Document excerpt:
13.3 Computing the variation

For quantitative data, the amount of variation in the bulk of the data should be described. Many ways exist to measure the variation in a data set, including:

The range: very simple and simplistic, so not often used.
The standard deviation: commonly used.
The interquartile range (or IQR): commonly used.
Percentiles: sometimes used.

As always, a value computed from the sample (the statistic) estimates the unknown value in the population (the parameter). Knowing which measure of variation to use is important.

13.3.1 Computing the variation: Range

The range is the simplest measure of variation.

Definition 13.5 (Range) The range is the maximum value minus the minimum value.

The range is not often used, because only the two extreme observations are used, so it is highly influenced by outliers. Sometimes, the range may be given by stating both the maximum and the minimum value in the data instead of giving the difference between the maximum and the minimum values. The range is measured in the same measurement units as the data.

Example 13.5 (The range) For Jersey cow data (Example 13.2), the range is: \[ \text{Range} = \overbrace{6.5}^{\text{largest}} - \overbrace{4.5}^{\text{smallest}} = 2.0 \text{ percent}. \]
So the sample median percentage butterfat is 5.20 percent, with a range of 2.00 percent.

13.3.2 Computing the variation: Standard deviation

The population standard deviation is denoted by \(\sigma\) (‘sigma,’ the parameter) and is estimated by the sample standard deviation \(s\) (the statistic). The standard deviation is the most commonly-used measure of variation, but is complicated to compute manually (but you don’t need to do it manually!). The standard deviation is (roughly) the mean distance that the observations are away from the mean. This seems like a reasonable way to measure the amount of variation in some data.

The Greek letter \(\sigma\) (‘sigma’) is pronounced as expected: ‘sigma.’

The sample standard deviation \(s\) is mostly found using computer software (e.g., jamovi or SPSS) or a calculator (in Statistics Mode).

Definition 13.6 (Standard deviation) The standard deviation is, approximately, the average distance that observations are away from the mean.

You do not have to use the formula to calculate \(s\), but we will demonstrate for those who might find it useful to understand exactly what \(s\) calculates. The formula is:

\[ s = \sqrt{ \frac{\sum(x - \bar{x})^2}{n-1} }, \] where \(\bar{x}\) is the sample mean, \(x\) represents the data values, and \(n\) is the sample size. To use the formula, follow these steps:

Calculate the sample mean: \(\overline{x}\);
Calculate the deviations of each observation \(x\) from the mean: \(x-\bar{x}\);
Square these deviations (to make them all positive values): \((x-\bar{x})^2\);
Add these values: \(\sum(x-\bar{x})^2\);
Divide the answer by \(n-1\);
Take the (positive) square root of the answer.

You do not need to use the formula! You must know how to use software or a calculator to find the standard deviation.

Example 13.6 (Standard deviation) For the Jersey cow data (Example 13.2), the deviations of each observation from the mean of \(5.25\) can be found (Fig. 13.4). Then follow the steps outlined. You don’t have to do this manually! From Fig. 13.4, the sum of the squared distances is 2.7650. Then, the sample standard deviation is:

\[ s = \sqrt{\frac{2.765}{10-1}} = \sqrt{ 0.3072222} = 0.5542763. \] The sample mean percentage butterfat is 5.25 percent, with a sample standard deviation of 0.554 percent.

Given request 1:
In the section on measuring variation, please switch "Percentiles" to "Deciles" and give the passage between "Percentiles: sometimes used." and "use is important.", inclusive.
Given request 2:
According to the section on measuring variation, why is the range not often used?
Rely on the section on measuring variation alone for these tasks.

Dataset:
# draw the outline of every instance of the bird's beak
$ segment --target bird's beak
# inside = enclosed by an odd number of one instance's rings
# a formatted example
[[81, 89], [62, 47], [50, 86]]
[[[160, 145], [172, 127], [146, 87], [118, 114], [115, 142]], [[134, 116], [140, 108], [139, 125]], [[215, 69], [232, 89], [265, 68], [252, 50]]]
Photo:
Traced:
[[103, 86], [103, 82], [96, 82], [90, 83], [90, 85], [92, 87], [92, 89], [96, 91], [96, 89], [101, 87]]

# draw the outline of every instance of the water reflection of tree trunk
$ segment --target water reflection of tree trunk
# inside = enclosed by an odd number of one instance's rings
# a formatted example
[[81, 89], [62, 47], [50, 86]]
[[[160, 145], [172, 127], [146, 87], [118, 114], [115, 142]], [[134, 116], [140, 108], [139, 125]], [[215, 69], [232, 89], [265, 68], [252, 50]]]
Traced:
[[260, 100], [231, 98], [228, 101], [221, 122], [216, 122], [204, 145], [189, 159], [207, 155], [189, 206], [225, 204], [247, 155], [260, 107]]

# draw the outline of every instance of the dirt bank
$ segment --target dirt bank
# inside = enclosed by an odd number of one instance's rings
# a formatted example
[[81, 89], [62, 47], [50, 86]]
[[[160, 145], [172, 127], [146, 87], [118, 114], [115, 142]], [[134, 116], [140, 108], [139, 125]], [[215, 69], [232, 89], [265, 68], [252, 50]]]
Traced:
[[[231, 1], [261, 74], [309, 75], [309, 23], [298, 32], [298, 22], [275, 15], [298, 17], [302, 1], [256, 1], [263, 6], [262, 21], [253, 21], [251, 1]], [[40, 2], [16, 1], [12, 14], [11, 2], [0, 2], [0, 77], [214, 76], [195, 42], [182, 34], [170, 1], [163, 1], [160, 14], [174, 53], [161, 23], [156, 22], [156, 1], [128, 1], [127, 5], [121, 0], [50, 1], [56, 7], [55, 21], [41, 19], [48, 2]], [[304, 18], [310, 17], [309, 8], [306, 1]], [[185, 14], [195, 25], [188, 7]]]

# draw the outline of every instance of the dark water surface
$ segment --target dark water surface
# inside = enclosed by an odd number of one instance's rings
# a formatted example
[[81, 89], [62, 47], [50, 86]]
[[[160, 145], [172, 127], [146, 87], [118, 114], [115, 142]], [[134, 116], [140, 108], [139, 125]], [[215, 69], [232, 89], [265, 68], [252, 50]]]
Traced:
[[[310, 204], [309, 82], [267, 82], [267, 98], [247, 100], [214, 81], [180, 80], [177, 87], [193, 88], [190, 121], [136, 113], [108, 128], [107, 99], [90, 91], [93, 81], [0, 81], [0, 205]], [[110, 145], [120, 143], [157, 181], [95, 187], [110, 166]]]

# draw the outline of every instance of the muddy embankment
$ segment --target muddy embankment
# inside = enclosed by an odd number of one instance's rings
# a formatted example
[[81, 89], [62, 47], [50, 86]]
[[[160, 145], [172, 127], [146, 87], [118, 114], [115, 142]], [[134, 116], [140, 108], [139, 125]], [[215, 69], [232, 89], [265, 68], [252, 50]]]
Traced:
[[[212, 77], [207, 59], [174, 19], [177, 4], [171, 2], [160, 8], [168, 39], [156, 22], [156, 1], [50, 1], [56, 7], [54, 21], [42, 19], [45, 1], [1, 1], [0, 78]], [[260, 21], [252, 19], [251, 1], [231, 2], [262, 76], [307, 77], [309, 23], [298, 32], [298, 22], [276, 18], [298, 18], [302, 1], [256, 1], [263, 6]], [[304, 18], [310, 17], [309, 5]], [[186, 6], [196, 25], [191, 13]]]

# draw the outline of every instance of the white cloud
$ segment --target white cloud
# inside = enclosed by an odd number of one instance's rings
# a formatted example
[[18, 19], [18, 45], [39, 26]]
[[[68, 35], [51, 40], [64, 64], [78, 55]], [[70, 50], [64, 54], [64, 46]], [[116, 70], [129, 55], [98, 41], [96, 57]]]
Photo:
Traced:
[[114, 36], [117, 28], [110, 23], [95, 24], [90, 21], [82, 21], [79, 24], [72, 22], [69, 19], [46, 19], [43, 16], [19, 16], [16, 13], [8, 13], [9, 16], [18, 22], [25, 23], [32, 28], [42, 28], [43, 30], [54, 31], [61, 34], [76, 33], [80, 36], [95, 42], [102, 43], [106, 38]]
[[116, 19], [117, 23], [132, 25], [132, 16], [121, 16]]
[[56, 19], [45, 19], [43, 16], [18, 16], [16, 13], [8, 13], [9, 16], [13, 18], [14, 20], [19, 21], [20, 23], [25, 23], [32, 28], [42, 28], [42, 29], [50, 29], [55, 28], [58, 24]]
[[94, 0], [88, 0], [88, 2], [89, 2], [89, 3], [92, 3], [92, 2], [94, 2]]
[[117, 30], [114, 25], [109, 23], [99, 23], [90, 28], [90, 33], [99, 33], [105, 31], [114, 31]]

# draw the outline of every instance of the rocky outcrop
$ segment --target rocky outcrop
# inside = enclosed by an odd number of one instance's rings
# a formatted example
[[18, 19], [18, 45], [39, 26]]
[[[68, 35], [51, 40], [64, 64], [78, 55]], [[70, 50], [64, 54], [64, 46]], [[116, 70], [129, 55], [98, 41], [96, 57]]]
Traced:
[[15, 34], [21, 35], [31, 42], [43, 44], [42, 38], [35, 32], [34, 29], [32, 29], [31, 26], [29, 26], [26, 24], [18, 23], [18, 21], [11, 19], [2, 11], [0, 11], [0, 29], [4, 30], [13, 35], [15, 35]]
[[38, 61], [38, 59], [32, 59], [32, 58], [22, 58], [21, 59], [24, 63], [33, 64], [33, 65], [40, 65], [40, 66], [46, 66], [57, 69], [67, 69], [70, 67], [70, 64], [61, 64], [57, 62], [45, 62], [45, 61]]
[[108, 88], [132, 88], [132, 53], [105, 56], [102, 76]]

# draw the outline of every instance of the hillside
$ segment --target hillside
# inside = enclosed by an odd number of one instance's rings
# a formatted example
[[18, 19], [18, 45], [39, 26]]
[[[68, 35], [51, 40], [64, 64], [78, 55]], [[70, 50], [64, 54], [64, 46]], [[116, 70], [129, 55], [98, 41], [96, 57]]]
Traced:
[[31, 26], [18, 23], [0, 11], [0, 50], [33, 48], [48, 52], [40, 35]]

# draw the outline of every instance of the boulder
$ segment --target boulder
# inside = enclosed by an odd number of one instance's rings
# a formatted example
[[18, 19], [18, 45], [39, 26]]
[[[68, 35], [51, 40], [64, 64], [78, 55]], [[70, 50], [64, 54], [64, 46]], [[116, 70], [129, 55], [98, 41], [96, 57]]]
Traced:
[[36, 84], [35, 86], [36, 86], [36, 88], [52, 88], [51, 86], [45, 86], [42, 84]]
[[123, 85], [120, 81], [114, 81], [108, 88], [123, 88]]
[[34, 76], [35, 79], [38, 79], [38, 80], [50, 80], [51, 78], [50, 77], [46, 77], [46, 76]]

Written reply 1:
Deciles: sometimes used.

As always, a value computed from the sample (the statistic) estimates the unknown value in the population (the parameter). Knowing which measure of variation to use is important.

Written reply 2:
Only the two extreme observations are used, so the range is highly influenced by outliers.